Problem details »
Copy out the data in full and exactly, passing over the pictures.

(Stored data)

+ + + + +

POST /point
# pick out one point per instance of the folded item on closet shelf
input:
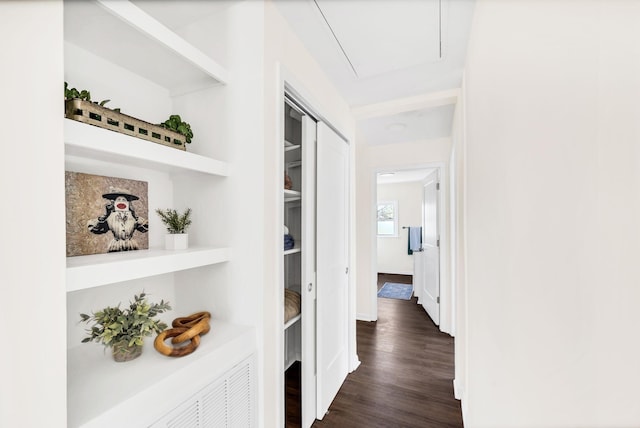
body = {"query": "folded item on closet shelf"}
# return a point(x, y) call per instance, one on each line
point(289, 242)
point(291, 304)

+ + + + +

Reply »
POST /point
# pick out one point per instance of the folded item on closet shelf
input:
body = {"query": "folded item on closet shelf"}
# return a point(x, y) call per instance, one on each line
point(289, 242)
point(291, 304)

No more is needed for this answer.